- [Job]:
Repeat the lines below exactly as they appear, but leave out the images.

[Stored dataset items]
▬▬▬▬▬▬

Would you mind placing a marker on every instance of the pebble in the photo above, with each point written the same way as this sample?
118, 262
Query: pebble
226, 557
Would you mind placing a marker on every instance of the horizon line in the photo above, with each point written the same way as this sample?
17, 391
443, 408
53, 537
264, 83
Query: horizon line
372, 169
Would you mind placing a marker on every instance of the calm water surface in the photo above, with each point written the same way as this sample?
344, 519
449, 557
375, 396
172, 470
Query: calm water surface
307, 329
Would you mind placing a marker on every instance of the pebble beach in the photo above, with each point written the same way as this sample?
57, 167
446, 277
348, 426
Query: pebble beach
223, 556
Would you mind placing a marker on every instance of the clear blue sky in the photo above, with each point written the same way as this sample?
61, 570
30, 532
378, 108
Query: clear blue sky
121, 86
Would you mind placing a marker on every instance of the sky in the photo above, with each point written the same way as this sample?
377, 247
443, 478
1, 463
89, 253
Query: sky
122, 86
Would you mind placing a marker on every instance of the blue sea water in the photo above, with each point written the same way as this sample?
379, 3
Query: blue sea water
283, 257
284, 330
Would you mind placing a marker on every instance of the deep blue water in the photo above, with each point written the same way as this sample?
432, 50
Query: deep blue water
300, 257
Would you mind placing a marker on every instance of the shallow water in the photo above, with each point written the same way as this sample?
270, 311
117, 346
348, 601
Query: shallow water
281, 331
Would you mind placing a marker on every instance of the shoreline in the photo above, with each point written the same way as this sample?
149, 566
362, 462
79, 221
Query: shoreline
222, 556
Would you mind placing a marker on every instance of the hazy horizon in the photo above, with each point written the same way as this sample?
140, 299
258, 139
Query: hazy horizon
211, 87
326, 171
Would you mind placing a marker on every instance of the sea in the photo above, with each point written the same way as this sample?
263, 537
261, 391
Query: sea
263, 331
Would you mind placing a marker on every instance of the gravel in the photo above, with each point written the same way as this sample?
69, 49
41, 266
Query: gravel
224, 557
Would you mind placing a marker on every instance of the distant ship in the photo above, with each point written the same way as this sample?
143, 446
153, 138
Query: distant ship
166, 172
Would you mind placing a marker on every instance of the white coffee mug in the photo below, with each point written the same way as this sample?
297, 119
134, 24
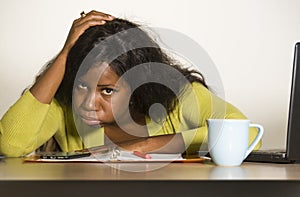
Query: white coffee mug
228, 140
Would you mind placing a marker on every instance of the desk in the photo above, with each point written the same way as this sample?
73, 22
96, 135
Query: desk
179, 178
15, 169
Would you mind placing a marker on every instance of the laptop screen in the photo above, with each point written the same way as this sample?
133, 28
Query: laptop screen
293, 135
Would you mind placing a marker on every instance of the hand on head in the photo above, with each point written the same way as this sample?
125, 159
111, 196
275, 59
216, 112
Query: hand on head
81, 24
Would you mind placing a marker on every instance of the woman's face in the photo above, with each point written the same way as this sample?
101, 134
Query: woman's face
98, 99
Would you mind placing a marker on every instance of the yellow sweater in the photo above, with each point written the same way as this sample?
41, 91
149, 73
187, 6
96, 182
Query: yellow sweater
28, 123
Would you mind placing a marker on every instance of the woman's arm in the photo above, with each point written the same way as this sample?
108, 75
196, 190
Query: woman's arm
36, 116
47, 84
193, 125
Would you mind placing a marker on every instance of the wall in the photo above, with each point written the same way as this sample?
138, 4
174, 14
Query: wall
250, 41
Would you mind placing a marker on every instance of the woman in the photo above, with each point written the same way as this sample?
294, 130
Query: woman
112, 84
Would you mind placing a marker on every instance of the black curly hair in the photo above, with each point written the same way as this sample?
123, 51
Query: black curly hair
124, 45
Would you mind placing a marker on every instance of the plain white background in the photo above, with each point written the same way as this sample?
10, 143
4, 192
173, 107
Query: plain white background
250, 41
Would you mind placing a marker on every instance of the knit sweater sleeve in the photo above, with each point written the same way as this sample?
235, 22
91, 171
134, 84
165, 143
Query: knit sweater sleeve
200, 104
28, 124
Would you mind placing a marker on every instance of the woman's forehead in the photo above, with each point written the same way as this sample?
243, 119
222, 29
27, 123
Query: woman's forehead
102, 74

▬▬▬▬▬▬

- [Response to this exercise]:
Would you mind placing a marker on every instance of the pebble in the photo above, with each point written the same way as this sample?
118, 262
Query: pebble
226, 557
Would you mind placing a marker on every instance of the horizon line in the photo above, with each point written the same way as this sample?
17, 391
443, 408
53, 537
264, 83
Query: horizon line
372, 169
Would you mind placing a marker on every instance of the calm water surface in the photo above, with each point written the same way as this sample?
344, 519
449, 557
375, 396
172, 470
Query: calm water surface
307, 329
Would you mind placing a marker on every instance of the pebble beach in the photo above, with each point written the same way as this sample?
57, 167
446, 277
348, 426
Query: pebble beach
223, 556
Would you mind placing a marker on every instance of the clear blue sky in the photo above, with each point written the same way as this sample?
61, 570
30, 532
378, 108
Query: clear blue sky
121, 86
Would you mind placing a marker on every instance of the sky in the photo above, with each point written the same way as this sample?
377, 247
443, 478
1, 463
89, 253
Query: sky
122, 86
Would you mind placing a marker on every instance of the blue sea water in the photo above, with each point written the same way as this sample?
379, 3
Query: blue sea water
283, 257
284, 330
Would you mind placing a marker on every instance of the deep blue water in the photo above, with each point written the same way as this sample?
432, 50
Query: deep blue water
300, 257
Would you mind placing a marker on every instance of the shallow water in the photo above, with each point written the same way as this sample?
270, 311
117, 346
348, 601
Query: shallow water
281, 331
Would you mind placing a marker on every instance of the shoreline in the photo above, with each point written the same way as this sample?
149, 566
362, 462
79, 221
Query: shoreline
222, 556
Would you mind placing a marker on every instance of the hazy horizon in the photo above, with each point written the same way as this sample?
140, 299
258, 139
Query: hazy horizon
211, 87
326, 171
Would you mind placing a marker on every instance of the sea in the photo above, with each point written the same way as this sample?
263, 537
261, 391
Query: sea
263, 331
Would you mind placing a marker on every instance of the gravel in the photo above, with each point written the same way as this sample?
69, 49
41, 266
Query: gravel
224, 557
Would you mind placing a marker on every instance of the distant ship in the photo above, with each point written the same way as this sample?
143, 446
153, 138
Query: distant ship
166, 172
Would you mind placing a marker on every instance of the white coffee mug in the photo below, with each point written the same way as this sample?
297, 119
134, 24
Query: white coffee mug
228, 140
Would you mind placing a marker on every instance of the desk in the photo above, with each point written the same way as this sample?
73, 22
96, 135
Query: desk
179, 178
15, 169
Would you mind placing a marker on every instance of the laptop screen in the photo above, with each point written the same way as this sample?
133, 28
Query: laptop screen
293, 135
Would you mind placing a marker on every instance of the hand on head in the photo above, with each point written the same way as this sample?
125, 159
111, 196
275, 59
216, 112
Query: hand on head
81, 24
Would you mind placing a marker on every instance of the woman's face in the photo above, with each point written the same way as this sample?
101, 134
Query: woman's face
98, 99
Would you mind placing a marker on every instance of the yellow sweater in the photo above, with each point written the same way as this sample?
41, 91
149, 73
187, 6
96, 182
Query: yellow sweater
28, 123
Would you mind placing a marker on every instance of the woman's arm in the photo above, with each point written the same way as this sample?
108, 75
196, 190
Query: woman's arm
36, 116
47, 84
193, 125
Would you mind placing a marker on every instance of the wall in the photo above, with each point written the same way as this sample?
138, 4
174, 14
Query: wall
250, 41
Would you mind placing a marker on every instance of the woman in the photo above, with each point written the same way as this sample?
294, 130
Query: woman
112, 84
Would you mind placing a marker on every instance of the black curly hair in the photo above, with each point written the same way as this sample?
123, 51
Query: black curly hair
124, 45
Would you mind placing a marker on every instance of the plain white background in the photo above, with each point written the same way as this sample?
10, 143
4, 192
173, 107
Query: plain white background
250, 41
Would you mind placing a marker on every instance of the knit sweater sleeve in the photo above, with each point written the same way as this sample?
235, 22
91, 171
134, 84
165, 143
Query: knit sweater sleeve
200, 104
28, 124
Would you mind placing a marker on every instance of the woman's forehead in the photo above, with each point written the same way as this sample?
243, 119
222, 29
27, 123
Query: woman's forehead
102, 74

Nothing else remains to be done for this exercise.